Exercise material:
··········

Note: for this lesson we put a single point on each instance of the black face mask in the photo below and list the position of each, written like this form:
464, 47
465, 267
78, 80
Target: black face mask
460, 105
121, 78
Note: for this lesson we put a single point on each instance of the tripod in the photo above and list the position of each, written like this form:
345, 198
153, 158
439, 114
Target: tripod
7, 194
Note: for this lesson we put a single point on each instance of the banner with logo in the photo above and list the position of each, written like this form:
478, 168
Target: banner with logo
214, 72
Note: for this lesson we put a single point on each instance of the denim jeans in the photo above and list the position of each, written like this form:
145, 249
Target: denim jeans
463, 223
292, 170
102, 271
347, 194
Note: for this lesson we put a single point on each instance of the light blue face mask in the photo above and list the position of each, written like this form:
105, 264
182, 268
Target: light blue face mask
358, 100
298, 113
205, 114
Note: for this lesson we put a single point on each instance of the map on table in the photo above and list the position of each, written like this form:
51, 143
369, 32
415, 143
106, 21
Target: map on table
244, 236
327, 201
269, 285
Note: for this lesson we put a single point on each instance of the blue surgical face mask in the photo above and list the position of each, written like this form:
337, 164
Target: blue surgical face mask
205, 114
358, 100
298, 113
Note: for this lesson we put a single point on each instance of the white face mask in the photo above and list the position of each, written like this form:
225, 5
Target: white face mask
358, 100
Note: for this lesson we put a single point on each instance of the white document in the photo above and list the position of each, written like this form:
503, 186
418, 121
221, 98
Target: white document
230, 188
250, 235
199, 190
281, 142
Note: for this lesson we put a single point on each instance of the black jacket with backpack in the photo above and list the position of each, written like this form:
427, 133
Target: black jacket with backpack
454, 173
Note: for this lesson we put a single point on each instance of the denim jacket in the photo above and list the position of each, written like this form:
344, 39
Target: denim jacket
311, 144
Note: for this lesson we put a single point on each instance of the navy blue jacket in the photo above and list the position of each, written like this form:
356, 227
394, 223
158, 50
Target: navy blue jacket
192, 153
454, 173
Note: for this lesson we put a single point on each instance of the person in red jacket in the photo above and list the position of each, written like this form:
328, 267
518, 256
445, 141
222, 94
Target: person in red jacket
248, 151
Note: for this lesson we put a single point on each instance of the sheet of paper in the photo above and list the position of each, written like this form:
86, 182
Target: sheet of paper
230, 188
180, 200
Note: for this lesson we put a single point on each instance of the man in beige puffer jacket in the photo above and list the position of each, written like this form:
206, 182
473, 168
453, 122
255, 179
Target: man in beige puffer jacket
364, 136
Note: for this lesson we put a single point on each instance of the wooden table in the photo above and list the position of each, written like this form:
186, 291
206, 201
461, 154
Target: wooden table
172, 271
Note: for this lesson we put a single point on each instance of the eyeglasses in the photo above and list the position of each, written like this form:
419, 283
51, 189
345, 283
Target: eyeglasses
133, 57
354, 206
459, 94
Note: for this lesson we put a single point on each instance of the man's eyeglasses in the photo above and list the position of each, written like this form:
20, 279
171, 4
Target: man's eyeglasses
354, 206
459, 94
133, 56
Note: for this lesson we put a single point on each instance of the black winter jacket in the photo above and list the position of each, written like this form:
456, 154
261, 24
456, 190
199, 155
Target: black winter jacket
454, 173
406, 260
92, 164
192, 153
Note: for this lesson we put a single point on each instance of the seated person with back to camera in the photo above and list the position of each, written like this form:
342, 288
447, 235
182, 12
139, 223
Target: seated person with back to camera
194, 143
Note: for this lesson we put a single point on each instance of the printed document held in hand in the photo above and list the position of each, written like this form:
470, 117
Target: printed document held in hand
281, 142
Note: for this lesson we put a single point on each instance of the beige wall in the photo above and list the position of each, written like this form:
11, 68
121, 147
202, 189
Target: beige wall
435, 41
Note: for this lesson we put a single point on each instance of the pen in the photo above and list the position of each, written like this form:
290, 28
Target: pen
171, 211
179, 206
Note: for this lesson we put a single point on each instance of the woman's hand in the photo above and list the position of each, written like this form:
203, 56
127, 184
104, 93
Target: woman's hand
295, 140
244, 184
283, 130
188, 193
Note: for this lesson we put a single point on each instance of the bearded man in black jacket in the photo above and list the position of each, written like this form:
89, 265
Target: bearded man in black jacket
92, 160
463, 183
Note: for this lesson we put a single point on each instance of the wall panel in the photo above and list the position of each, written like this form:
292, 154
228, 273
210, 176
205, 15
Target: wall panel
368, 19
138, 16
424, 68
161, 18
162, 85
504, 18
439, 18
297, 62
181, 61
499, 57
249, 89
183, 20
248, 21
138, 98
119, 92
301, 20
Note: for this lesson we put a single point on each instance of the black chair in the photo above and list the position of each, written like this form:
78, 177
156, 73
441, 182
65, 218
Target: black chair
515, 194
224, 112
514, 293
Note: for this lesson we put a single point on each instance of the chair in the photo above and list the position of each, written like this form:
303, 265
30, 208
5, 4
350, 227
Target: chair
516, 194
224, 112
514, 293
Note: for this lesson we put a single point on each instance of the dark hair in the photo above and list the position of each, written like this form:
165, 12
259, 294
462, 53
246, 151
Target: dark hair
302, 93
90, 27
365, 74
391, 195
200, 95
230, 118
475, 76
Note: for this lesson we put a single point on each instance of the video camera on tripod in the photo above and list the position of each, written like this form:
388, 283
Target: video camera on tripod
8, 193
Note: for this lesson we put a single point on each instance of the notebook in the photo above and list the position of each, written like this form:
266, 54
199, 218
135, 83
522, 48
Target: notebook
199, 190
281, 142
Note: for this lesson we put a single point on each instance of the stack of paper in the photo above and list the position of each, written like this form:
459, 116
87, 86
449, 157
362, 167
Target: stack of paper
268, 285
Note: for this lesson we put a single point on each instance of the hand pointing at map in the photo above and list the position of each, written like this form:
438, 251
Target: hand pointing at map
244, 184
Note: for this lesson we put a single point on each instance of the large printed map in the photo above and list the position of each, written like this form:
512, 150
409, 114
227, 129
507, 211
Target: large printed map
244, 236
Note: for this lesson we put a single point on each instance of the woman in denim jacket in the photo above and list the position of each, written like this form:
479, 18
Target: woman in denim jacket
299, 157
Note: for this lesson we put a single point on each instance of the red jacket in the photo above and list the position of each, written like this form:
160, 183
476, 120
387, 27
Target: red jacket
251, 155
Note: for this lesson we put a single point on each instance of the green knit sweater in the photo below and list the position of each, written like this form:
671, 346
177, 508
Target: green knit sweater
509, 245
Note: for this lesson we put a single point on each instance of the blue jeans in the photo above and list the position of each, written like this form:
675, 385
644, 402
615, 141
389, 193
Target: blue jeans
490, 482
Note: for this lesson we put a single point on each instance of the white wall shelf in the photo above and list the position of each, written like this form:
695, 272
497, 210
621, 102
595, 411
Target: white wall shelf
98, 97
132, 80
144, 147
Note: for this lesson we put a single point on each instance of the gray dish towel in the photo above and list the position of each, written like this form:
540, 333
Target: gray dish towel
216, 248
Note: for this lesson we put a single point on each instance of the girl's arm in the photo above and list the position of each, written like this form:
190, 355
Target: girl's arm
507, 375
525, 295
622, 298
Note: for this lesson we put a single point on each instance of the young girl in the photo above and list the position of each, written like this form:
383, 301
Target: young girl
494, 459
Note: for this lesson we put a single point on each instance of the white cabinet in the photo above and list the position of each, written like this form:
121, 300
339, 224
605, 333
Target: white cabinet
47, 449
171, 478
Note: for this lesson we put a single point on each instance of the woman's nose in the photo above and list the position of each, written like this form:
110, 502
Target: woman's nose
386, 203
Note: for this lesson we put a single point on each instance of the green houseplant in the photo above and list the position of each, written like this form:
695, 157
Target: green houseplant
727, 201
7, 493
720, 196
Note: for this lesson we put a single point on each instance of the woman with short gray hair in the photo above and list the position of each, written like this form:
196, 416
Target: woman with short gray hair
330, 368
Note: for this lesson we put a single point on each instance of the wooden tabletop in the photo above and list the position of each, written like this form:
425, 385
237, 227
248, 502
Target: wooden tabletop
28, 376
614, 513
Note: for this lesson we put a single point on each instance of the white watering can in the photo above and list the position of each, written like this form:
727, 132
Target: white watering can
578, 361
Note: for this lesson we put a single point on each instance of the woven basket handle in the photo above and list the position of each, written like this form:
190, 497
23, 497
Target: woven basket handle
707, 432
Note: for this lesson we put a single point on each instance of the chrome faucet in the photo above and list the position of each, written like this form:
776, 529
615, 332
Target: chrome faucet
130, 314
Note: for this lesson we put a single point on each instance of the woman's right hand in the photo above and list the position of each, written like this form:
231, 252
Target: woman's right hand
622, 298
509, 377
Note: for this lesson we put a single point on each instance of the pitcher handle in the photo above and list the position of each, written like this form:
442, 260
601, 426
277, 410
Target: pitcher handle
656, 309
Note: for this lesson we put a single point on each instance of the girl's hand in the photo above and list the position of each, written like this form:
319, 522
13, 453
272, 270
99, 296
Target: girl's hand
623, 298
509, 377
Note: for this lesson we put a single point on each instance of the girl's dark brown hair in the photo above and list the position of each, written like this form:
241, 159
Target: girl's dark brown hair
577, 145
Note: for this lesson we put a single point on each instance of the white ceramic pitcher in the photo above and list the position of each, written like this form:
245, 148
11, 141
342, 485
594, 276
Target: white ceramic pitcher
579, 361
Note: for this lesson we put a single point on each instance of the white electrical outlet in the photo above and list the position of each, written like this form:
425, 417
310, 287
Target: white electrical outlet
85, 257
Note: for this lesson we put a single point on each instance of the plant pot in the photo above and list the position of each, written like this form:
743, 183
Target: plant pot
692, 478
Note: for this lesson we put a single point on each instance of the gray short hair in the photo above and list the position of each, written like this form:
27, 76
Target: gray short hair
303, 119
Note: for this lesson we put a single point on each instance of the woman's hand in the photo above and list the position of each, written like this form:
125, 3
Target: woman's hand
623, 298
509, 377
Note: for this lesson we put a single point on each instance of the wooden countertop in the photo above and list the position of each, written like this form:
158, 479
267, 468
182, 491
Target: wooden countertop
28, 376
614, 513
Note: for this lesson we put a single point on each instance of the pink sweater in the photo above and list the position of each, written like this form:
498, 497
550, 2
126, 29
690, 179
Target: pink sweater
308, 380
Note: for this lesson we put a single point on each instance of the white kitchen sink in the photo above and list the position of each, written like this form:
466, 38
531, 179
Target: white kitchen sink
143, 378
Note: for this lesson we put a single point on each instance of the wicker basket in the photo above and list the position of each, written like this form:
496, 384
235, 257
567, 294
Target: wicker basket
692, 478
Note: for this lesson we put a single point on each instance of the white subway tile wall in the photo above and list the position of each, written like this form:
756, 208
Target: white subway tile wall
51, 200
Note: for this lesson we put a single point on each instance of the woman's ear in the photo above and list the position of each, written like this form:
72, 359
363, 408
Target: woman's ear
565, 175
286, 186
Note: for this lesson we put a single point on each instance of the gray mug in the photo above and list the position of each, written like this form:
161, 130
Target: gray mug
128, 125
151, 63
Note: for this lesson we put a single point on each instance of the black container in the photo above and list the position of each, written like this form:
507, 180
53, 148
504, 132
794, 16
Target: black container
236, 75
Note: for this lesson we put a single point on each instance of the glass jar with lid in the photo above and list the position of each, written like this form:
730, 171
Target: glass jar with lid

··········

Task requirements:
List the lines of the material in which the word "below" occurs.

Answer box:
Note: for this lesson we put a single point on each instance of the black face mask in the photo below and list the position of each, written like this form:
Note: for this lesson we put a single point on each instance of the green knit sweater in the photo below and list the position of each, written like this form:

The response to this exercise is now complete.